+++ Reading text

Data modelling to extend the power of the data you do have

KitchenAid understood that too. The limited data points we do have are workable to make binary decisions. So, how can we make our data work? We leveraged the technology SegmentStream, which is a Conversion Modeling Platform that uses machine learning algorithms to evaluate every website session and predict the user's likelihood to convert in the future. If the probability is high enough, the platform creates a Modeled Conversion that is immediately attributed to the traffic source and used for measurement and optimization. This Modeled Conversion solution can counterbalance the loss of data due to the disappearance of cookies.

With SegmentStream, multi-source data points could be collected. For KitchenAid, behavioral data from Google Analytics 360, and cost, clicks, and impressions data from various ad platforms such as Facebook Ads, Google Ads, and Awin (affiliation platform) were integrated. Next, the data set is used to train a machine learning model to output Modeled Conversions.

++++++

* Work order 1: According to the data modelling text, what does the platform create when a session's probability of converting is high enough?
* Work order 2: Decide whether each statement agrees with the data modelling text, and quote the words that settle it: (a) SegmentStream evaluates only a sample of website sessions. (b) Behavioral data for KitchenAid came from Google Analytics 360. (c) Awin is described as an affiliation platform.

+++ Listed records

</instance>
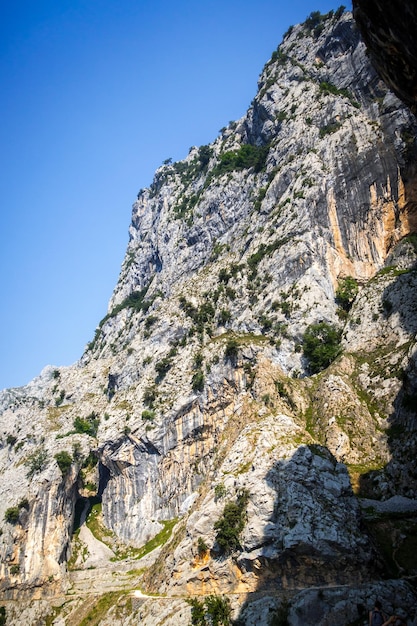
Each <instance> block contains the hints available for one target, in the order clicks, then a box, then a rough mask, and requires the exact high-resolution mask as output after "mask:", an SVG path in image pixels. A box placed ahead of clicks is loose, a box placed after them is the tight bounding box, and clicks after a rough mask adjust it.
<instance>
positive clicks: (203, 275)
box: [0, 10, 417, 624]
mask: <svg viewBox="0 0 417 626" xmlns="http://www.w3.org/2000/svg"><path fill="white" fill-rule="evenodd" d="M415 133H416V123H415V119H414V117H413V116H412V115H411V114H410V113H409V111H408V110H407V109H406V107H405V106H403V105H402V104H401V103H400V101H399V100H397V98H396V97H395V96H394V95H393V94H392V93H391V92H389V91H388V90H387V88H386V87H385V85H384V84H383V82H382V81H381V80H380V79H379V78H378V75H377V74H376V72H375V71H374V70H373V68H372V66H371V65H370V63H369V61H368V58H367V56H366V54H365V46H364V44H363V42H362V40H361V39H360V36H359V32H358V30H357V29H356V27H355V24H354V22H353V20H352V17H351V15H350V14H347V13H343V12H342V11H341V10H339V11H337V12H336V13H332V12H331V13H330V14H328V15H327V16H320V15H319V14H312V16H310V18H309V19H308V20H307V22H306V23H305V24H304V25H300V26H297V27H295V28H294V29H292V30H291V31H290V32H289V33H287V35H286V37H285V38H284V41H283V43H282V44H281V45H280V46H279V48H278V49H277V50H276V51H275V52H274V53H273V55H272V57H271V59H270V60H269V61H268V63H267V64H266V66H265V68H264V69H263V71H262V73H261V76H260V79H259V86H258V93H257V94H256V96H255V98H254V100H253V102H252V104H251V106H250V107H249V109H248V111H247V113H246V115H245V116H243V117H242V119H240V120H238V121H237V122H235V123H231V124H229V126H228V127H227V128H225V129H223V131H222V132H221V135H220V136H219V137H218V138H217V139H216V140H215V141H214V142H213V143H212V144H211V145H209V146H201V147H199V148H192V149H191V150H190V152H189V154H188V156H187V157H186V158H185V159H184V160H183V161H181V162H178V163H165V164H164V165H163V166H161V167H160V168H159V169H158V170H157V172H156V174H155V178H154V180H153V182H152V185H151V186H150V187H149V188H148V189H144V190H141V192H140V193H139V194H138V198H137V201H136V202H135V204H134V206H133V213H132V222H131V225H130V241H129V244H128V248H127V253H126V257H125V260H124V262H123V265H122V269H121V273H120V276H119V280H118V283H117V285H116V288H115V290H114V293H113V296H112V298H111V300H110V303H109V308H108V311H107V314H106V315H105V317H104V318H103V320H102V321H101V322H100V324H99V325H98V327H97V329H96V333H95V336H94V338H93V339H92V341H91V342H90V344H89V345H88V346H87V348H86V350H85V353H84V355H83V356H82V358H81V359H80V361H79V362H78V363H76V364H75V365H73V366H71V367H68V368H56V369H53V368H51V367H48V368H46V369H45V370H44V371H43V372H42V374H41V375H40V377H39V378H38V379H35V380H34V381H32V383H30V384H29V385H28V386H27V387H24V388H21V389H12V390H6V391H5V392H2V394H1V396H0V406H1V416H0V435H1V440H2V446H1V449H0V468H1V473H2V477H1V480H0V493H1V498H0V519H1V520H4V521H2V526H3V533H2V535H1V537H0V554H1V561H2V576H3V578H2V581H3V582H2V585H3V586H2V589H3V593H4V594H5V595H8V596H9V597H15V596H16V595H17V594H20V597H21V598H23V595H24V594H23V592H24V591H25V592H26V593H27V595H28V596H30V595H31V594H32V595H33V594H34V593H35V591H34V590H35V589H41V590H43V592H45V593H47V591H46V589H47V583H48V584H49V585H53V586H54V590H55V591H56V590H57V589H58V588H61V589H64V590H65V589H66V588H67V586H68V585H69V577H68V574H67V569H66V568H67V566H68V563H69V566H70V567H75V566H76V567H80V568H82V567H88V563H91V562H93V561H94V559H92V557H91V558H90V557H88V558H81V557H80V554H81V555H83V547H82V541H83V539H82V537H83V536H84V535H85V533H84V535H83V533H80V535H77V537H76V542H75V541H73V542H72V547H71V534H72V532H73V531H74V530H75V531H77V527H78V525H79V523H80V521H79V512H80V504H82V506H81V508H84V504H85V499H88V498H90V499H91V503H95V507H96V508H95V509H94V523H95V526H94V525H92V526H91V527H92V528H93V529H95V532H97V533H99V531H100V528H101V531H100V532H101V533H102V534H101V535H100V536H99V537H98V539H100V541H102V542H106V541H107V542H108V544H109V546H110V548H111V549H112V550H113V554H115V555H117V558H122V556H123V554H125V558H128V557H127V556H126V555H127V554H128V555H129V558H131V557H132V555H134V554H136V555H137V556H138V555H142V554H145V553H146V552H147V551H149V550H150V549H151V548H152V547H155V546H158V547H159V548H160V550H159V552H157V553H155V554H154V557H153V558H154V562H153V563H152V564H150V563H149V561H146V568H147V569H146V572H144V574H143V578H142V582H141V585H142V586H143V588H145V587H146V588H147V589H148V591H151V592H152V593H157V594H161V593H165V594H167V596H168V597H170V596H172V595H174V594H175V595H186V594H190V595H193V594H206V593H215V594H221V595H223V594H229V595H230V598H232V601H233V611H234V614H235V615H236V616H237V615H241V619H242V620H246V623H248V624H249V623H254V620H253V614H254V611H257V612H258V613H257V614H258V615H259V616H260V617H259V620H260V621H259V623H262V624H264V623H265V624H266V623H267V621H265V620H266V619H267V618H266V617H265V618H264V617H262V616H261V614H262V615H263V612H265V610H266V608H265V607H267V606H268V607H269V608H270V609H271V611H272V612H273V611H275V610H278V609H279V606H280V603H281V602H282V600H283V598H284V595H286V594H287V595H286V597H287V599H288V598H289V599H291V598H293V601H292V602H293V603H292V604H291V607H292V608H291V610H290V615H291V620H292V621H291V623H292V624H296V623H297V624H298V623H300V622H299V621H296V620H297V619H301V618H298V617H297V615H298V614H299V612H300V611H301V608H300V607H301V604H297V603H298V602H302V601H301V600H300V601H299V600H298V599H296V598H297V597H298V596H297V592H296V589H297V588H298V587H300V586H303V587H306V588H311V587H319V588H323V589H327V587H328V586H329V585H335V584H337V585H348V586H349V589H350V590H351V592H352V597H353V595H354V594H355V592H354V591H353V589H359V587H358V585H359V584H363V585H372V584H375V585H377V584H379V583H377V582H376V581H377V580H378V579H379V578H380V577H381V576H385V577H389V576H394V577H395V576H397V577H398V576H402V575H411V576H413V575H415V574H416V572H415V564H414V565H413V563H410V562H409V561H407V559H406V558H405V557H404V555H406V554H407V553H408V552H409V548H410V545H411V544H410V545H409V543H407V541H408V540H407V532H408V530H407V532H405V531H404V528H403V527H402V530H401V529H400V530H399V531H398V532H397V530H398V529H397V528H396V527H395V520H394V521H393V520H390V522H389V524H392V526H389V533H390V537H395V542H396V543H395V558H393V559H391V561H390V560H389V559H388V560H387V559H386V554H385V556H384V554H383V553H382V551H381V549H380V545H379V543H378V541H379V540H380V538H381V532H382V530H383V529H382V530H381V527H380V525H378V524H380V521H378V520H377V519H374V517H372V515H368V516H367V517H366V516H364V513H363V511H362V508H361V506H360V500H358V495H359V496H366V497H367V500H368V501H373V500H375V499H376V498H377V499H379V500H390V499H391V498H392V497H393V496H402V498H407V499H410V500H414V499H415V498H417V483H416V476H415V470H414V459H415V453H416V443H417V437H416V424H415V408H414V406H415V405H414V402H415V398H416V397H417V395H416V394H417V369H416V345H415V334H416V325H417V322H416V319H417V318H416V315H415V311H414V309H413V303H414V302H415V299H416V295H417V294H416V289H417V284H416V273H415V267H416V260H417V252H416V242H415V236H414V235H413V233H414V232H415V226H416V224H415V219H416V218H415V215H416V213H415V177H414V172H415V160H416V159H415V157H416V149H415V145H414V140H411V139H410V138H414V136H415ZM347 279H348V280H347ZM346 280H347V283H346ZM345 283H346V284H347V285H350V288H351V289H352V291H351V293H350V294H349V296H348V297H347V298H345V299H343V298H342V297H341V295H340V293H341V292H340V289H341V288H342V287H343V286H345V287H346V284H345ZM352 285H353V286H354V289H353V287H352ZM317 327H318V329H319V330H320V329H321V331H320V332H324V331H323V329H325V328H330V329H333V331H334V332H333V338H334V339H333V340H332V341H337V345H332V352H331V354H332V356H331V358H326V359H325V360H324V362H323V363H321V365H320V366H319V367H316V366H315V365H314V363H313V361H312V354H311V353H309V352H308V350H307V349H306V344H305V341H304V338H305V332H306V330H307V329H312V328H313V329H314V328H317ZM330 343H331V342H330ZM321 348H322V352H326V350H327V348H328V346H327V345H326V346H324V345H322V346H321ZM322 356H323V354H322V355H321V357H322ZM324 356H326V355H325V354H324ZM313 372H314V375H312V374H313ZM77 503H78V504H77ZM76 505H77V506H76ZM368 508H371V509H372V507H371V506H370V507H368ZM16 509H17V513H16ZM13 510H14V511H15V513H14V514H13ZM413 510H414V509H413V508H412V507H411V509H410V511H411V513H410V515H411V514H412V511H413ZM407 511H408V509H407ZM407 514H408V513H407ZM229 515H231V518H232V519H234V520H235V522H236V524H237V526H236V528H232V529H231V528H230V517H228V516H229ZM235 522H233V523H235ZM401 523H402V522H401ZM228 524H229V527H228ZM239 524H240V526H239ZM404 524H406V528H407V529H412V528H413V520H412V518H410V519H408V518H407V520H405V521H404ZM222 528H223V531H225V535H222V534H221V533H220V534H219V532H220V529H222ZM97 529H98V530H97ZM103 529H104V530H103ZM171 529H173V530H172V535H170V533H169V532H168V530H169V531H170V530H171ZM77 532H78V531H77ZM227 537H229V539H227ZM230 537H231V539H230ZM378 538H379V539H378ZM150 541H151V542H152V543H148V542H150ZM228 541H230V543H228ZM80 545H81V547H80ZM121 546H122V547H123V546H124V550H125V552H124V553H123V550H122V548H121ZM139 549H140V550H141V551H139V552H135V550H139ZM77 550H78V551H79V552H78V554H76V552H77ZM71 551H72V557H71V559H70V560H68V559H69V557H70V555H71ZM84 552H85V553H87V552H88V546H86V547H85V549H84ZM109 554H110V553H109ZM401 554H402V555H403V558H400V557H399V556H398V555H401ZM121 555H122V556H121ZM84 556H85V554H84ZM90 556H91V555H90ZM106 558H107V557H106ZM142 562H143V561H142ZM129 563H130V562H129ZM86 564H87V565H86ZM136 565H137V564H134V565H129V564H128V563H125V566H126V568H128V567H131V568H133V567H135V566H136ZM100 566H102V559H101V560H100ZM73 579H74V577H73ZM390 584H391V583H390ZM401 584H402V583H401ZM401 584H400V583H399V582H398V581H396V582H395V581H394V582H393V583H392V584H391V587H389V585H388V583H387V585H388V586H387V589H388V587H389V589H390V591H389V592H388V590H386V597H387V598H388V595H389V593H393V592H392V589H394V588H396V587H397V586H398V585H399V586H401ZM367 589H370V587H369V586H368V587H367ZM381 589H382V587H381ZM384 589H385V587H384ZM407 589H408V587H407ZM84 591H85V590H83V593H84ZM309 593H310V592H308V591H306V595H305V597H304V600H303V601H306V602H307V600H308V602H307V603H310V604H311V606H312V603H313V600H312V598H313V596H314V594H315V593H317V592H316V591H314V592H313V591H311V594H313V595H309ZM320 593H321V594H322V595H321V596H320V597H319V598H318V599H317V602H316V600H315V602H316V604H315V606H316V605H317V606H318V605H320V606H319V608H317V611H318V612H319V613H320V615H322V616H323V620H325V619H327V617H326V615H327V616H328V615H329V614H332V615H333V613H332V611H333V609H334V604H335V603H336V602H337V600H336V595H337V594H336V595H335V594H333V595H332V593H331V592H330V591H320ZM343 593H344V595H343V598H344V599H343V603H344V604H343V606H344V607H345V608H344V609H343V610H346V611H347V612H351V613H352V615H353V617H352V620H353V619H357V618H358V617H360V616H359V615H358V614H357V612H356V614H355V615H354V612H355V610H356V609H355V610H354V609H352V606H353V605H352V602H351V596H350V595H349V594H350V591H349V590H346V591H344V592H343ZM357 593H359V591H357ZM360 593H362V592H360ZM384 593H385V592H384ZM407 593H408V592H407ZM407 593H406V592H405V591H404V598H405V597H406V596H407ZM256 594H263V596H265V597H266V596H268V597H269V598H270V602H269V600H268V602H269V604H268V603H266V604H264V605H262V606H261V605H260V604H259V603H257V602H258V601H257V598H258V596H257V595H256ZM323 594H324V595H323ZM409 595H410V597H412V595H413V594H412V592H411V591H410V592H409ZM361 597H362V596H361ZM390 597H391V596H390ZM244 598H247V604H246V605H245V606H244V605H243V603H244ZM314 598H316V596H314ZM314 598H313V599H314ZM407 598H408V596H407ZM310 601H311V602H310ZM138 602H141V603H143V606H142V605H141V606H142V608H138V611H139V612H141V615H142V617H143V620H146V619H148V622H147V623H149V624H150V623H152V624H158V623H162V621H163V620H164V619H168V614H169V615H171V617H172V615H175V614H176V611H178V612H179V613H178V614H181V615H182V616H184V615H186V616H188V615H189V608H188V607H185V606H184V603H182V602H179V601H175V602H174V601H173V604H172V607H171V612H170V611H169V610H166V608H162V604H163V602H162V600H161V602H159V600H158V602H157V601H155V604H152V605H151V603H150V601H149V600H148V599H145V600H144V599H140V601H138ZM407 603H408V604H407V606H409V605H411V601H410V602H409V599H407ZM174 605H175V606H174ZM165 606H166V605H165ZM309 606H310V605H309ZM156 607H159V608H156ZM297 607H298V608H299V610H300V611H298V609H297ZM346 607H347V608H346ZM22 610H23V609H22ZM77 610H78V609H77ZM120 610H121V612H122V613H123V611H124V609H123V610H122V609H120ZM315 610H316V609H314V611H315ZM74 611H76V610H75V609H74ZM80 611H81V609H80ZM83 611H84V613H83V615H85V611H87V607H84V608H83ZM135 611H136V609H135ZM135 611H133V613H131V615H130V617H129V618H126V619H128V620H130V621H126V623H131V621H132V620H133V619H134V617H132V615H135V616H136V615H137V613H135ZM268 611H269V609H268ZM271 611H269V612H271ZM297 611H298V612H297ZM312 611H313V609H312ZM314 611H313V612H314ZM116 612H117V611H116ZM74 614H75V613H71V615H72V617H70V613H65V615H67V616H68V620H70V619H72V620H73V621H72V623H74V624H75V623H77V622H76V621H74V619H75V618H74ZM77 614H78V615H81V612H80V613H77ZM349 614H350V613H349ZM63 615H64V613H63ZM109 615H110V614H109ZM158 615H159V617H158ZM245 615H246V616H247V617H245ZM171 617H169V619H171ZM63 619H64V618H63ZM65 619H67V618H65ZM65 619H64V622H65ZM108 619H113V621H114V619H116V617H115V615H113V614H112V616H110V617H108ZM158 619H160V622H159V621H158ZM172 619H173V618H172ZM181 619H183V618H181ZM186 619H188V617H187V618H186ZM320 619H321V618H320ZM329 619H330V618H329ZM149 620H151V621H149ZM152 620H153V621H152ZM251 620H252V621H251ZM262 620H264V621H262ZM12 623H13V622H12ZM68 623H69V622H68ZM103 623H105V622H103ZM114 623H117V622H115V621H114ZM144 623H146V621H144ZM166 623H169V622H166ZM304 623H307V622H304ZM317 623H321V622H317ZM324 623H325V622H324V621H323V624H324Z"/></svg>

++++++

* Response 1: It creates a Modeled Conversion that is immediately attributed to the traffic source and used for measurement and optimization.

* Response 2:
(a) No: "uses machine learning algorithms to evaluate every website session"
(b) Yes: "behavioral data from Google Analytics 360"
(c) Yes: "Awin (affiliation platform)"